*DIRECTIVE 1*
Revise the records from the line with "indicate: grey metal roof" through the end of the records by changing "grey metal roof" to "gray metal roof" and keeping everything else the same. Return only those lines.

*PROVIDED TEXT*
((

Furthermore, in the sense of s. 377 f HGB (commercial code) the customer must inspect the goods immediately after delivery, and in any case within 6 workdays. Any defects found must be notified to us in writing without delay, and in any case within 3 workdays of their being discovered, stating the nature and extent of the defect. Complaints about hidden defects must be made in writing immediately, but at the latest within 3 days of their being discovered. If a complaint about a defect is not made, or is not made in time, the goods shall count as approved.

Our obligations under warranty shall expire in any case after the elapse of the warranty period; a special recourse of the customer extending beyond this pursuant to s. 933b ABGB (General Civil Code) because of obligations fulfilled by the customer under warranty shall be excluded.

None of the terms of Point XI shall apply to consumer transactions.

XII. Compensation for Damages

All claims for compensation shall be excluded in the case of minor negligence. This shall not apply for personal injuries or in the case of consumer transactions for damages to objects accepted for processing. Insofar as the matter does not involve a consumer transaction the existence of minor or gross negligence must be proved by the injured party. If the matter does not involve a consumer transaction, the time limit for bringing claims for compensation shall be three years from the point of passing of risk. The conditions pertaining to compensation for damages as stated in these Terms and Conditions or otherwise agreed shall also apply if the claim for compensation is asserted in addition to or instead of a claim under warranty.

Before the connection or transport of IT products and before the installation of computer programs, the customer shall be obligated to adequately backup all data already existing on the computer facility, otherwise the customer shall be held responsible for lost data and all losses associated therewith.

))

*DIRECTIVE 2*
Under the terms and conditions, what is the time limit for bringing compensation claims when the matter is not a consumer transaction?

*DATA TO PROCESS*
((

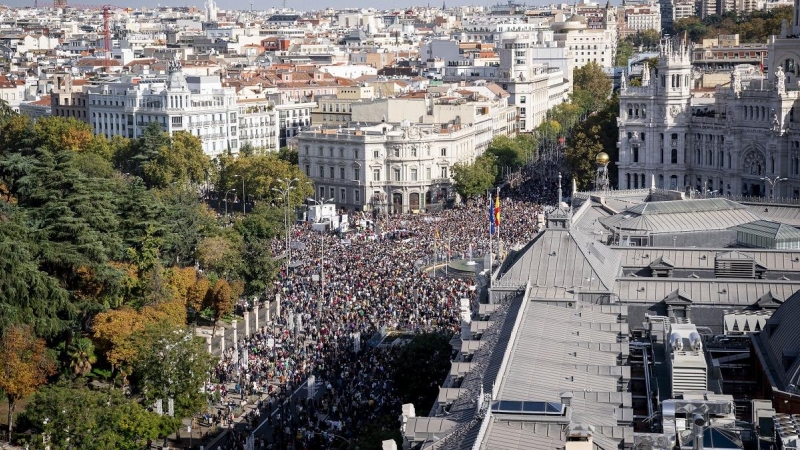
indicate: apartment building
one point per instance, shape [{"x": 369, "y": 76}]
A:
[
  {"x": 198, "y": 105},
  {"x": 337, "y": 109},
  {"x": 386, "y": 168}
]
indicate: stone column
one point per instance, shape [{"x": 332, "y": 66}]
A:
[{"x": 255, "y": 311}]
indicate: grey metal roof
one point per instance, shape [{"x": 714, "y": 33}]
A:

))

*CORRECT RESULT 1*
indicate: gray metal roof
one point per instance, shape [{"x": 714, "y": 33}]
A:

*CORRECT RESULT 2*
Three years from the point of passing of risk.